_Consigne:_ Poursuivez l'extrait sur la filiation dans le cadre de l'AMP en reprenant juste après sa dernière phrase.
----- Extrait
L'élément nouveau, c'est qu'il existera une filiation homoparentale, mais la filiation que vous avez qualifiée de « déclarative », au sens où elle résulte d'un acte de volonté, existe déjà pour les hétérosexuels, depuis 1994, dans le cadre de l'AMP.
Je vous renvoie, sur ce point, à l'article 311-20 du code civil. Le consentement à la PMA devant notaire rend d'ailleurs cette filiation incontestable et, partant, plus solide que la filiation dite « biologique ». Elle ne peut pas être détruite, sauf si l'on prouve que le consentement a été privé d'effet avant l'insémination ou que l'enfant est issu non pas de l'AMP, mais d'une relation tierce. Cette filiation volontaire, décisionnelle, qui procède de l'engagement d'un homme et d'une femme dans le cadre d'un processus d'AMP, est la plus solide du code civil.
Il n'y a donc pas de doute : les parents sont ceux qui ont consenti à l'AMP et ont reçu les gamètes fournis par le donneur, et jamais celui-ci ne sera reconnu comme parent. Il n'existe aucun risque à ce sujet. Les garanties prévues expressément par le législateur en 1994 continueront à s'appliquer demain, y compris pour les couples homoparentaux.
----------
----- Données fournies
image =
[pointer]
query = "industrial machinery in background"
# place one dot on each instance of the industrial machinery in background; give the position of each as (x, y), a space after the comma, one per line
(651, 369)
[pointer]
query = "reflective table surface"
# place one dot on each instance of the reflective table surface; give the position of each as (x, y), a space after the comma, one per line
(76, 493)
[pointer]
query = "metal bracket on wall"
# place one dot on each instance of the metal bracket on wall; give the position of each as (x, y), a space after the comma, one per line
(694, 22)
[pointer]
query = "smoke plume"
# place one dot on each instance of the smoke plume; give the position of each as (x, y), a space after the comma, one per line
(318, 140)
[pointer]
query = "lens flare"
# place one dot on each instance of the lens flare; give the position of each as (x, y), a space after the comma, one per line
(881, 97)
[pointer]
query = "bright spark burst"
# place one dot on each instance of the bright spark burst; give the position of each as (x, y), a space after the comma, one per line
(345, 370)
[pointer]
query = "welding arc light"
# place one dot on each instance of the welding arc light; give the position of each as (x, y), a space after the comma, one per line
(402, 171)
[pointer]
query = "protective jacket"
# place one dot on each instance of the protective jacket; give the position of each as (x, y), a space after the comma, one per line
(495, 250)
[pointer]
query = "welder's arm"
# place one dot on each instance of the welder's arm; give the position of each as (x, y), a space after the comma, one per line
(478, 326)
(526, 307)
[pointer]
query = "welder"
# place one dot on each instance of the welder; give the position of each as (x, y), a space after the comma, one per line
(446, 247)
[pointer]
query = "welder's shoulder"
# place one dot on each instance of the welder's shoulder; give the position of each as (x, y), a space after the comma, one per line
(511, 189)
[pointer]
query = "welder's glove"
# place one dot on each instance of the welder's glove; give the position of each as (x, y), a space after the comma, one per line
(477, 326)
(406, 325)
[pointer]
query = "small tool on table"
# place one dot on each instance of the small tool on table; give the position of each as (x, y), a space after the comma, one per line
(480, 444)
----------
_Réponse rédigée:_
Vous dites que le don de gamètes est la même chose qu'un don de sang. Il y a certes une similitude dans leur caractère altruiste, mais il existe une immense différence, que vous ne pouvez nier, monsieur Mélenchon : dans le cas de l'AMP, une tierce personne est issue du don. Or cette tierce personne n'est pas receveuse ; elle est autonome et n'a rien demandé.
Second point sur lequel nous devons éviter les confusions : les anciens donneurs. Je vous l'ai déjà dit, jamais nous n'irons les contraindre. Quant aux futurs donneurs, ils auront le choix de donner ou non, dans les conditions fixées par la loi.
Que ce soit sous le régime précédent ou sous le régime à venir, les donneurs auront toujours le choix. Dès lors, pourquoi ne donnerions-nous pas ce choix également aux enfants issus d'une IAD ?
Dans le cas argentin, avez-vous dit, certains voulaient savoir et d'autres ne le voulaient surtout pas. Or nous n'allons pas forcer les enfants issus d'une IAD à connaître leurs origines ! Il s'agit d'une simple faculté qui leur est offerte et qui ne sera sans doute pas utilisée par tous les enfants issus d'une IAD devenus majeurs.
L'idée d'envoyer un courrier à chacun d'eux, discutée en commission, a été balayée. C'est hors de question ! Certains lobbies ont demandé qu'un tel courrier soit systématique et obligatoire, mais nous avons refusé et nous tiendrons ferme sur cette position. Nous n'allons pas imposer aux parents de révéler à leur enfant son mode de conception. Nous n'imposerons pas non plus aux enfants issus d'une IAD de recevoir, à leur majorité, l'intégralité de leur récit identitaire si tel n'est pas leur choix.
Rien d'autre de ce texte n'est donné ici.